[Reading text]

______

These are not photographs, their edges jut beyond the confines of the frame, nudging into the realm of the 3-dimensional. The implied structure instigates an encounter with the past, departing from the idea of the archival as an aide-memoire or even an assemblage. These are newly forged objects, displaced from the past through an engaged process of transformation. With the physicality of an encounter, one which exists and is shaped by time and space, these memories incongruously exist right now. The sense of encounter gives rise to an opportunity for dialogue. Yet, even in these moments in which memory is made current, the fragmented, faulty structures are revealed. Harb becomes an archaeologist and architect of the past, providing directions compiled with the meticulous and attentive care of an engineer. What is re-proposed here is a new process. Emphasising the durational, mutable quality of memory, Harb demonstrates the flux of remembering, creating a contemporary catalyst where he “gives birth to something, which gives birth to something else”.

  The Everlasting Presence of an Excluded Memory #2 , 2016, Hazem Harb

The Everlasting Presence of an Excluded Memory #2, 2016, Hazem Harb

  The Everlasting Presence of an Excluded Memory #1  , 2016, Hazem Harb

The Everlasting Presence of an Excluded Memory #1, 2016, Hazem Harb

Maitha Demithan


Maitha Demithan was born in 1989 in Dubai. She received her Bachelor’s Degree in Fine Arts at Zayed University. In 2009 Demithan's first scanography series of self-portraits titled Documentation, was exhibited at Lateefa bint Maktoum's studio and the gallery Tashkeel. Demithan exhibited her work at the Brisbane Biennial, Art Dubai.  She currently lives and works in Dubai.


Maitha Demithan’s oeuvre combines several mediums: photography, scanography, painting, drawing and photo transfer.  Demithan’s subjects are people from her immediate surroundings - family members, friends, colleagues, thus representing typical figures from Emirati society. She created dream-like portraits by scanning separate body parts, then assembling, and layering them on top of each other.  While rooted in tradition, Demithan’s work also reflects the multifaceted, colourful culture of her home country with the human figure in its epicentre.


  Growth , Mixed Media/ Scanography, 2015, Maitha Demithan

Growth, Mixed Media/ Scanography, 2015, Maitha Demithan



Khalid Al Banna

Khalid Al Banna


Khalid Al Banna studied architecture and engineering at the United Arab Emirates University in Al Ain.  Since graduating in 1997, he has been creating art in numerous mediums – including drawing, printmaking, painting, and sculpture – and is now renowned for his mixed collages and etchings. Al Banna has participated in many exhibitions nationally and internationally, including Egypt, Germany, Italy, Lebanon, Switzerland, and the United States. He currently lives and works in Sharjah.

______

[Region annotation entries]
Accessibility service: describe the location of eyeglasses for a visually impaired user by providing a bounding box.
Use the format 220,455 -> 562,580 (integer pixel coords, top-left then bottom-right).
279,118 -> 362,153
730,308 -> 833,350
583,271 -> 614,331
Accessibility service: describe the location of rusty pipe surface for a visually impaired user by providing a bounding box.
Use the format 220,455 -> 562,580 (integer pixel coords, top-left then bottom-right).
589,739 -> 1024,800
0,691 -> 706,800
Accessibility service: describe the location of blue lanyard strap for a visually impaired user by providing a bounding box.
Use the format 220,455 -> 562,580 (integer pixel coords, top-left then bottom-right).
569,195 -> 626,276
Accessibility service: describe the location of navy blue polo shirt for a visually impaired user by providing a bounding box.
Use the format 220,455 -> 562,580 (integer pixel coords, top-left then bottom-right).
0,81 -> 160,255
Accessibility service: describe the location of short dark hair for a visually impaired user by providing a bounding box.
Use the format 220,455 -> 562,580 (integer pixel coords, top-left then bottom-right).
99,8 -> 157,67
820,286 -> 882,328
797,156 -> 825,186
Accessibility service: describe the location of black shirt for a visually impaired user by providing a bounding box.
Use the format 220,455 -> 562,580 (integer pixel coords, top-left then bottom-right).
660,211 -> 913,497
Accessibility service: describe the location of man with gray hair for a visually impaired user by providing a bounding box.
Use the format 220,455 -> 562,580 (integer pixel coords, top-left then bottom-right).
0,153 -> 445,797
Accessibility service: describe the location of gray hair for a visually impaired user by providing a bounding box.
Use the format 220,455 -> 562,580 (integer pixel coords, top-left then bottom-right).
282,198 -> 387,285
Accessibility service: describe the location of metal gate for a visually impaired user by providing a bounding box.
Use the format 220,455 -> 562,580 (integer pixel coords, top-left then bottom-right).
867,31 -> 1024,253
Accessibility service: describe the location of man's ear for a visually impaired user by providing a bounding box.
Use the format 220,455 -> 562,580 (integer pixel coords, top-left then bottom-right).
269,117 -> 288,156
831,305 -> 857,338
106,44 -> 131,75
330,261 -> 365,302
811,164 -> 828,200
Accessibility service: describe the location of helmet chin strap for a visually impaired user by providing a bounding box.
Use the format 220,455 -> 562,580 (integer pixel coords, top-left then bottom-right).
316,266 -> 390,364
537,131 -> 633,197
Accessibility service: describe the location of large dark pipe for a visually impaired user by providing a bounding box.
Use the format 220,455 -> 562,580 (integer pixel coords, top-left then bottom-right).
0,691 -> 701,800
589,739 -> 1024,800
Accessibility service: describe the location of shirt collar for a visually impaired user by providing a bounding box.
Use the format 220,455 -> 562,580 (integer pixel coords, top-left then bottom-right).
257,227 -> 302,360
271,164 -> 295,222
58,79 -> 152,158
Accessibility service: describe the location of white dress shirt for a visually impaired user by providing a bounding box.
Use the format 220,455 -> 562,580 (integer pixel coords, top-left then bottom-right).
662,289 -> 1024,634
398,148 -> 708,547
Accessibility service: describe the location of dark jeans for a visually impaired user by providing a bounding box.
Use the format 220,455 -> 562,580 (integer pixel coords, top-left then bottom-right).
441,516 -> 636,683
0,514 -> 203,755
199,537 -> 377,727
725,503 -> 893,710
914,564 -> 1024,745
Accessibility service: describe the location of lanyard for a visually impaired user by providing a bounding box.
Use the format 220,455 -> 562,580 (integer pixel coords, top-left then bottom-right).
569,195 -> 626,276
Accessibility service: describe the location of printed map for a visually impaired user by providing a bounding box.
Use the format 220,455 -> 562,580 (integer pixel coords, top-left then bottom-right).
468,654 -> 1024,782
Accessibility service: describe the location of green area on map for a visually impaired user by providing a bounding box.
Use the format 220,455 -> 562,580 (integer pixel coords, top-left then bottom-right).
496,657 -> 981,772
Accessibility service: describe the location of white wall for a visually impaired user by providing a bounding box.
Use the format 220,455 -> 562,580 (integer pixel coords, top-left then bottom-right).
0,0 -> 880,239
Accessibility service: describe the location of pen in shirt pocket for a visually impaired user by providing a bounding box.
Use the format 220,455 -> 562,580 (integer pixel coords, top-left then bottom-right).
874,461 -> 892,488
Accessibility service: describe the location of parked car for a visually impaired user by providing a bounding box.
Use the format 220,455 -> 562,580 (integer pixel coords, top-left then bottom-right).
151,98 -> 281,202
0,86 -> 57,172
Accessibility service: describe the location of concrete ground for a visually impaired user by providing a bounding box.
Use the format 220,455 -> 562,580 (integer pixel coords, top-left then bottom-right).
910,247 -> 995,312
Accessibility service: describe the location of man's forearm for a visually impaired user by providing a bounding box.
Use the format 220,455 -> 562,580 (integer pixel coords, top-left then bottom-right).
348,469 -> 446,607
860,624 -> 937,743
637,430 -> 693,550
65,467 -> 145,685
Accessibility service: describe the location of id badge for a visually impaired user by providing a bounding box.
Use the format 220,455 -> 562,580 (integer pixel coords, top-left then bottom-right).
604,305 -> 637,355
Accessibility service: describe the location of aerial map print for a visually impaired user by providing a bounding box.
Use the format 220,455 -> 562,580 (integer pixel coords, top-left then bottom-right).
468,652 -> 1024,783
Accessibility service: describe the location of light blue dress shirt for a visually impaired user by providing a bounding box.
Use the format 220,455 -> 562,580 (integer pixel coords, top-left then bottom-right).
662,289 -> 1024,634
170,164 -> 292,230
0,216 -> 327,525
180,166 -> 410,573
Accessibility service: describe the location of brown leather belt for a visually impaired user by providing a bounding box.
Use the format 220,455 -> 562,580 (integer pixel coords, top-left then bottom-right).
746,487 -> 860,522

______

[To-do list]
A - Summarize the artist profiles above in two sentences.
B - In the artist profiles above, where did Khalid Al Banna study architecture and engineering?
C - Please rewrite the paragraph in the artist profiles that begins "Maitha Demithan’s oeuvre combines" as a short bulleted list, keeping its main facts.
None of the entries are needed here.

[Task-by-task solutions]
A - Hazem Harb's works are described as objects that jut beyond the frame and turn memory into a present encounter that reveals its fragmented structures and its changing, ongoing nature. Maitha Demithan, born in Dubai in 1989, makes dream-like scanography portraits of people around her, while Khalid Al Banna, who studied architecture and engineering, is known for his mixed collages and etchings and has exhibited nationally and internationally.

B - At the United Arab Emirates University in Al Ain.

C -
- Mediums: photography, scanography, painting, drawing and photo transfer
- Subjects: people from her immediate surroundings (family members, friends, colleagues), representing typical figures from Emirati society
- Method: dream-like portraits made by scanning separate body parts, then assembling and layering them
- Character: rooted in tradition, while reflecting her home country's multifaceted, colorful culture, with the human figure at its center